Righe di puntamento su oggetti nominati
-------------------------
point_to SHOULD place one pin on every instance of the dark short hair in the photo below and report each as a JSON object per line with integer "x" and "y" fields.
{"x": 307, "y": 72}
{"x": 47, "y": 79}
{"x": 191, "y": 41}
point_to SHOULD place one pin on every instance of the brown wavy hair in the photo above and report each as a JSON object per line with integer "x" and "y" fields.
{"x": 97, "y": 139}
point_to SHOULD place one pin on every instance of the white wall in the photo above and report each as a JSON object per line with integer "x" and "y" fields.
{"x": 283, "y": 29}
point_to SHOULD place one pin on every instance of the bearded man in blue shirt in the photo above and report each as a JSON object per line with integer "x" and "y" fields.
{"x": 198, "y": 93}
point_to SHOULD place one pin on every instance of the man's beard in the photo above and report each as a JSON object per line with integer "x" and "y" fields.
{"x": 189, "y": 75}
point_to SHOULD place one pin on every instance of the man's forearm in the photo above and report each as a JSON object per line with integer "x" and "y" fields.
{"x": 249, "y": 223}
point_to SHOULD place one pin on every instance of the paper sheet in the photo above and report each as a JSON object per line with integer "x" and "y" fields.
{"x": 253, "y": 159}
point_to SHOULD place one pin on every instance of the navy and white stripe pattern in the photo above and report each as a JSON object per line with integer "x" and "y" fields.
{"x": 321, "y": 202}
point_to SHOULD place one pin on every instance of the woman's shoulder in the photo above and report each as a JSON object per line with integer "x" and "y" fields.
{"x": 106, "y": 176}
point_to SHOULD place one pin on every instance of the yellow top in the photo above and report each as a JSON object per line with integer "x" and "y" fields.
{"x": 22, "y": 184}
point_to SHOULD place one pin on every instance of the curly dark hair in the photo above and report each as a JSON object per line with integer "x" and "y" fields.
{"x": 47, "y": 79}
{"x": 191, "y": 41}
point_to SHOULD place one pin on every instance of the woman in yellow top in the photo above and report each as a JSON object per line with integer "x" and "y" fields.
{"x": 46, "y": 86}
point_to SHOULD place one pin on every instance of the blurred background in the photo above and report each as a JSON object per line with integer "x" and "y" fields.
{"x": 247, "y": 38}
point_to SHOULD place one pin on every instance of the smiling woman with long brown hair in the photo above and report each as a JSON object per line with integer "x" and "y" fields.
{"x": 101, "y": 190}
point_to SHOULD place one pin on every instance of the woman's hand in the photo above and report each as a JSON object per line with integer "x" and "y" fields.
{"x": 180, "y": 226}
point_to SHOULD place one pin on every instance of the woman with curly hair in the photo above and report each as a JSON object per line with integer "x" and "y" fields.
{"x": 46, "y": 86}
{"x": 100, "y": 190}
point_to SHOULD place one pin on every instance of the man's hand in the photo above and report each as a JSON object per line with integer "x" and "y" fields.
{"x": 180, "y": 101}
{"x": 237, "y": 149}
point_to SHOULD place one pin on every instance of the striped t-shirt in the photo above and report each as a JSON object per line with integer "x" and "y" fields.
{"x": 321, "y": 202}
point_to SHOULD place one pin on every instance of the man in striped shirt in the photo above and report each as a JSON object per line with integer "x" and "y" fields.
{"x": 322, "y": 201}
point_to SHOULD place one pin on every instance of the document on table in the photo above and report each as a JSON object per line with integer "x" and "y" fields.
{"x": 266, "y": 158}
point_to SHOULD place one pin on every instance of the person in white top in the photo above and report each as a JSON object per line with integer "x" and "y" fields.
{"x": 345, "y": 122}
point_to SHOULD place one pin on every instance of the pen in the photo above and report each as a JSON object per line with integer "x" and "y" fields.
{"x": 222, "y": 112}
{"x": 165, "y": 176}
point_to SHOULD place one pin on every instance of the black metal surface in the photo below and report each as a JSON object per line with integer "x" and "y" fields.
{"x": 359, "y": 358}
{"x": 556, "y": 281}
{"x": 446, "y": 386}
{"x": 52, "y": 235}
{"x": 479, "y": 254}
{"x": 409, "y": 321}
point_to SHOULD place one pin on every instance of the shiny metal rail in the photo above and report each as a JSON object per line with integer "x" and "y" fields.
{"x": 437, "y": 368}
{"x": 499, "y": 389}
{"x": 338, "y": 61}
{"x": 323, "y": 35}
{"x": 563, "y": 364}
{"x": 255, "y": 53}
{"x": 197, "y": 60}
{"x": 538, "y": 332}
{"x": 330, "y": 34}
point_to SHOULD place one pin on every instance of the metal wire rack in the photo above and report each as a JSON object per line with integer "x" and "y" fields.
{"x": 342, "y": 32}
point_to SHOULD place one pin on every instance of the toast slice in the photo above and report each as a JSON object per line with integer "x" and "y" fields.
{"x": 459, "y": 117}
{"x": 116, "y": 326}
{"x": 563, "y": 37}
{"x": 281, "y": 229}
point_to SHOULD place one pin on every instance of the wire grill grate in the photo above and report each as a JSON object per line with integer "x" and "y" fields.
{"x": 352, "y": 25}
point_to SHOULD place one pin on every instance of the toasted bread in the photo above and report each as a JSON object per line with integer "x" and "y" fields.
-------------------------
COMPITO RICHIESTO>
Ricopi senza alcuna modifica le righe dell'elenco, dalla riga che contiene "the toast slice" fino all'ultima riga dell'elenco, entrambe comprese.

RISPOSTA SCRITTA>
point_to SHOULD place one pin on every instance of the toast slice in the photo above and report each as a JSON object per line with integer "x" and "y" fields.
{"x": 459, "y": 117}
{"x": 116, "y": 326}
{"x": 563, "y": 37}
{"x": 281, "y": 229}
point_to SHOULD place one pin on every instance of the wire grill grate in the photo above and report each as a JSON object per line with integer "x" and "y" fields.
{"x": 352, "y": 25}
point_to SHOULD place one pin on every instance of the toasted bread in the photo above and report each as a JSON object per line with integer "x" and "y" fields.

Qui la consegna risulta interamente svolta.